● TASK OBJECTIVE: Find each line of the material below that contains the word "blue", and copy those lines. Matches must have the same capitalization.

BEGIN AVAILABLE DATA

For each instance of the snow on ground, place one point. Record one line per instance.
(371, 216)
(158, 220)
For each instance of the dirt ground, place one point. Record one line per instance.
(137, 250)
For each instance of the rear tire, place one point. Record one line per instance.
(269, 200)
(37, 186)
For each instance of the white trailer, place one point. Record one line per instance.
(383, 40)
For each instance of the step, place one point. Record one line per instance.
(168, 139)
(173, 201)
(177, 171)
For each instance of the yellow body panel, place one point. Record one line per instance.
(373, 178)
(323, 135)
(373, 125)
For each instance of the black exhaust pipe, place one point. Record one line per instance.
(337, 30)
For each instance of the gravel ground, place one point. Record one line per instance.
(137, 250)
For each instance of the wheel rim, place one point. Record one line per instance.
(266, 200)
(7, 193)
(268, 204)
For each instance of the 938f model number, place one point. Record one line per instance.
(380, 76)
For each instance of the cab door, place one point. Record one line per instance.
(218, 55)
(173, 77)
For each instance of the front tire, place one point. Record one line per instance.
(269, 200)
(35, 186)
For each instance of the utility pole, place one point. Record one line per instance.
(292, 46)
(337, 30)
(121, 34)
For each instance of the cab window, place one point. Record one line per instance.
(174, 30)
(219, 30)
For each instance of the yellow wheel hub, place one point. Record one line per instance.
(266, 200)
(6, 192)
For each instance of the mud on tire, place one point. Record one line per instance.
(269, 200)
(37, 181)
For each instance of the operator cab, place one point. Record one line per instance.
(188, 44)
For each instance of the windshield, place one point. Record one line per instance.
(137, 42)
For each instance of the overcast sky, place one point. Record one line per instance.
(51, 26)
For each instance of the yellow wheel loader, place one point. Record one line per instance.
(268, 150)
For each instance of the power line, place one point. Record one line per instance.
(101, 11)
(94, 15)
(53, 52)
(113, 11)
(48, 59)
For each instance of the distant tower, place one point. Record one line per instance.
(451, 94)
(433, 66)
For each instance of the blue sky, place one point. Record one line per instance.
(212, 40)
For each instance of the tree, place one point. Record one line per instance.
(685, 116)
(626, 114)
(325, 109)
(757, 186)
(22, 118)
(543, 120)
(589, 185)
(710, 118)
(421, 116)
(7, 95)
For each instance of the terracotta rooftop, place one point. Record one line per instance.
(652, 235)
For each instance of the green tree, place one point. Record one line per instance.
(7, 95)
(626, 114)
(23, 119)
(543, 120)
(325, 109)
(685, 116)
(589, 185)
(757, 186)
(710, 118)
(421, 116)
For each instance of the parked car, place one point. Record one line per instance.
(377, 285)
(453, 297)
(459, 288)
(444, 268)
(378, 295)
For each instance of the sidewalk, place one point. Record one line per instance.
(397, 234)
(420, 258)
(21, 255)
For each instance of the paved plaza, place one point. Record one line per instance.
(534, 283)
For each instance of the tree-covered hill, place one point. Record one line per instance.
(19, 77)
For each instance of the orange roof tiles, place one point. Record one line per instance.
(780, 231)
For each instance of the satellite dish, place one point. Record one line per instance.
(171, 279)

END AVAILABLE DATA
BEGIN AVAILABLE DATA

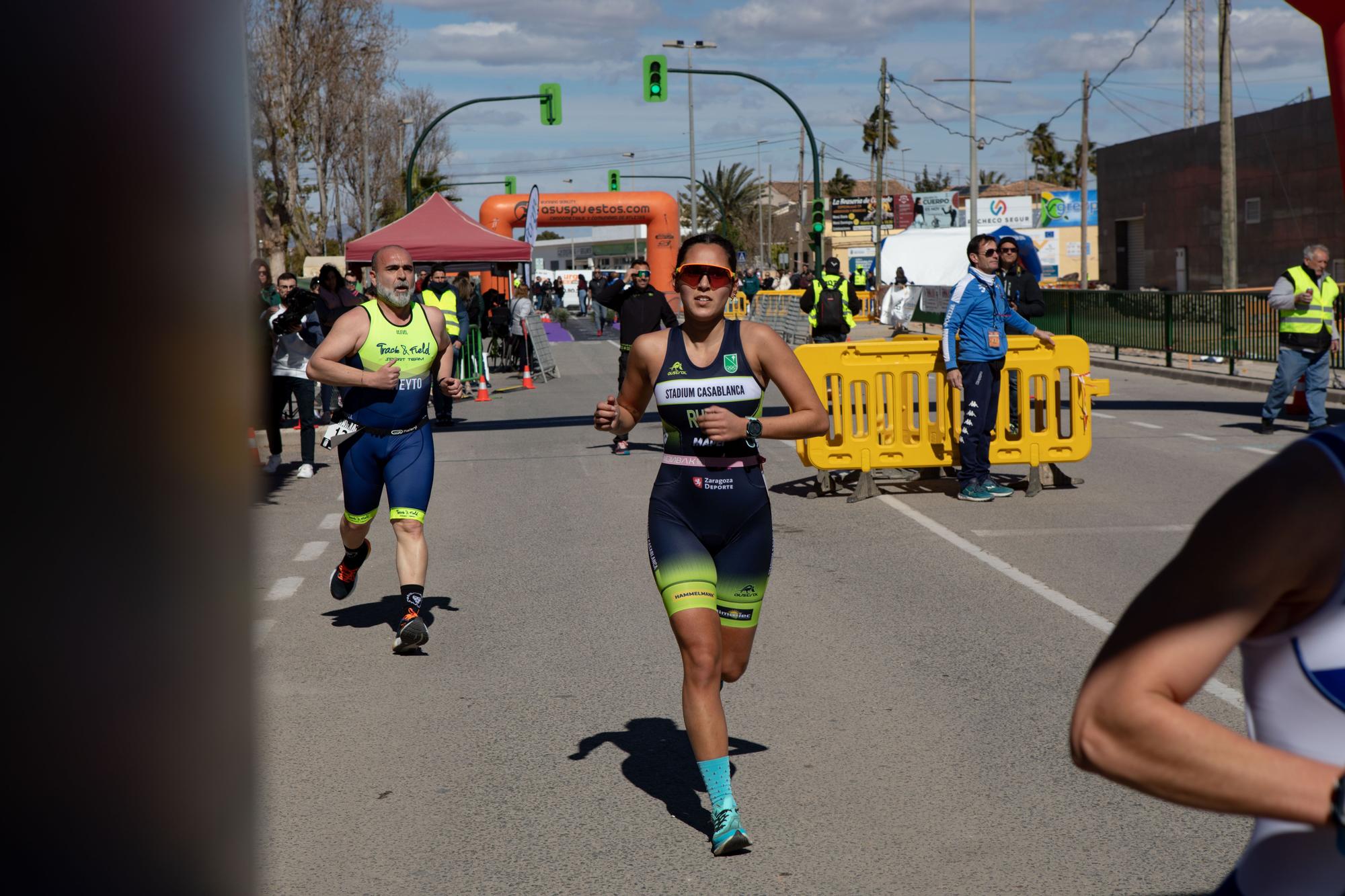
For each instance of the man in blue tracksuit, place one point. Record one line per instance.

END AVAILABLE DATA

● FULL SOLUTION:
For each instance of the blue sky, place one point. Record one line per instance.
For each instance of the man in blue tracksuit, place one point. Record one line per instance.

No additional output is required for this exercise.